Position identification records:
"""

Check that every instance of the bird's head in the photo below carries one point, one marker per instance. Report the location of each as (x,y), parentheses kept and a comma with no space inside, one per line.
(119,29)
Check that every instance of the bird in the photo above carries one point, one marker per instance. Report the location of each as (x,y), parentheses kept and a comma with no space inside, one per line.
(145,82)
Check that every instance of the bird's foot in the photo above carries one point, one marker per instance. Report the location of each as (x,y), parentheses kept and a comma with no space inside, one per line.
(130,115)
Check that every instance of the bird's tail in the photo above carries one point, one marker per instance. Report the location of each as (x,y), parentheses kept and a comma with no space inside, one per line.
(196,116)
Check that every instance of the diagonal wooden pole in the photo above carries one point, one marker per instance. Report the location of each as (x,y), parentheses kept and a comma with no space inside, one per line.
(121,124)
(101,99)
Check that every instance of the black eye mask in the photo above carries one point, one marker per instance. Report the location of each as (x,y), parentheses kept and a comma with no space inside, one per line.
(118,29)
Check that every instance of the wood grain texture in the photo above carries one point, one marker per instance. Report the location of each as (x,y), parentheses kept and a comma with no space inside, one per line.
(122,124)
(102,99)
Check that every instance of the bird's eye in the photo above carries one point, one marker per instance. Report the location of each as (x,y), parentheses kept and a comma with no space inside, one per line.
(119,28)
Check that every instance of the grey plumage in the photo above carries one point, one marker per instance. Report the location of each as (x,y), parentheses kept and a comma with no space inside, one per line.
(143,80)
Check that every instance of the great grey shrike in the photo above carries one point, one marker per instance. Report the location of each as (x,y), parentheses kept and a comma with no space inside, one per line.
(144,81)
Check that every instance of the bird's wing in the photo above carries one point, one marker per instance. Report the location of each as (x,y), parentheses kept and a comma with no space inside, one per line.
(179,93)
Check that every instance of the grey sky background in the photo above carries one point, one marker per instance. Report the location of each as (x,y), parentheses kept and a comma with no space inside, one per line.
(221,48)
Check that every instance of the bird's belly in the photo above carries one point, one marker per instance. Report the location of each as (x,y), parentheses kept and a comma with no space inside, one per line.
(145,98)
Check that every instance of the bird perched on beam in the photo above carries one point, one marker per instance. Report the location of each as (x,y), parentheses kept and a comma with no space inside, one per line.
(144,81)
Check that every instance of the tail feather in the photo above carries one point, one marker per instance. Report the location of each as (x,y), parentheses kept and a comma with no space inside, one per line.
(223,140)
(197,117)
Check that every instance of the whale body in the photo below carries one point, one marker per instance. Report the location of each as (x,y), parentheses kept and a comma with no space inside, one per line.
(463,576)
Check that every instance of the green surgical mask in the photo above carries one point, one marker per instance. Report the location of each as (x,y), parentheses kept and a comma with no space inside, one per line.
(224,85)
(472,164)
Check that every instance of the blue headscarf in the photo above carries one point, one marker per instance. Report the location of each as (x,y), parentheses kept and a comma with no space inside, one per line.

"""

• WHAT NEEDS TO BE DONE: Reproduce the entire listing word for word.

• OUTPUT FOR THIS TASK:
Check that every instance of the bird's head in the photo below carries one point, one marker per instance. Report the location of each as (x,y), parentheses kept and a comma with no space inside, one per line.
(119,29)
Check that every instance of the bird in the photo above carries one point, one marker per instance. Report the location of each as (x,y), parentheses kept and a comma with no space inside, one per line.
(145,82)
Check that every instance of the bird's foot in the photo above carries one point, one marker per instance. Report the location of each as (x,y), parentheses kept and a comma with no space inside, one per line.
(130,115)
Check that every instance of the bird's tail in the photo above carries one point, one marker per instance. Report the location of each as (x,y), parentheses kept and a comma with no space inside, one per line.
(196,116)
Check that every instance of the diagonal wooden pole in the photo above carries one point, one marker per instance. Report the location of each as (x,y), parentheses kept and a comma with no space inside, one per line.
(121,124)
(101,99)
Check that every instance of the black eye mask in the photo above carries one point, one marker per instance. Report the location of each as (x,y), parentheses kept and a comma with no space inside, one per line.
(118,29)
Check that every instance of the wood grain texture in the photo above carries one point, one marker per instance. Report the location of each as (x,y), parentheses kept and a comma with no space inside, one per line.
(122,124)
(102,99)
Check that every instance of the bird's eye in the photo above carries one point, one marker per instance. Report the location of each as (x,y), parentheses kept and a comma with no space inside, one per line.
(119,28)
Check that every instance of the grey plumage in the photo above carries one point, one marker per instance. Report the location of each as (x,y), parentheses kept and a comma with no space inside, one per line.
(143,80)
Check that every instance of the great grey shrike in the photo above carries one point, one marker per instance. Report the location of each as (x,y), parentheses kept and a comma with no space inside, one per line.
(144,81)
Check that every instance of the bird's wing in the photo above carries one point, one marker per instance. Report the location of each as (x,y), parentheses kept and a comma with no space inside, one per line.
(179,93)
Check that every instance of the grey sky background in the photo above carries one point, one marker per instance. Report the location of each as (x,y), parentheses kept and a comma with no space inside, one per line.
(221,48)
Check that every instance of the bird's belly in the photo above carries one point, one marker per instance. Report the location of each as (x,y), parentheses kept and a comma with no space inside, one per line.
(145,98)
Check that every instance of the bird perched on beam in the photo above carries one point, one marker per instance. Report the location of each as (x,y), parentheses kept and a comma with no space inside, one per line.
(144,81)
Check that every instance of the tail feather in the photo above carries one point, one marker per instance. Report the location of each as (x,y), parentheses kept and a comma with no space inside, one per line.
(223,140)
(197,117)
Check that every instance of the whale body in the photo below carries one point, one marker per instance. Report the location of each as (x,y), parentheses kept and a comma with no space inside, one per line.
(463,576)
Check that every instance of the green surgical mask in the photo above carries one point, one marker per instance. Report the location of each as (x,y), parentheses kept and a comma with no space inside, one per line.
(224,85)
(472,164)
Check that every instance of the blue headscarf in the photo above carries one point, one marker per instance. Report the location of each as (x,y), parentheses kept and a comma with no space inside, one per line.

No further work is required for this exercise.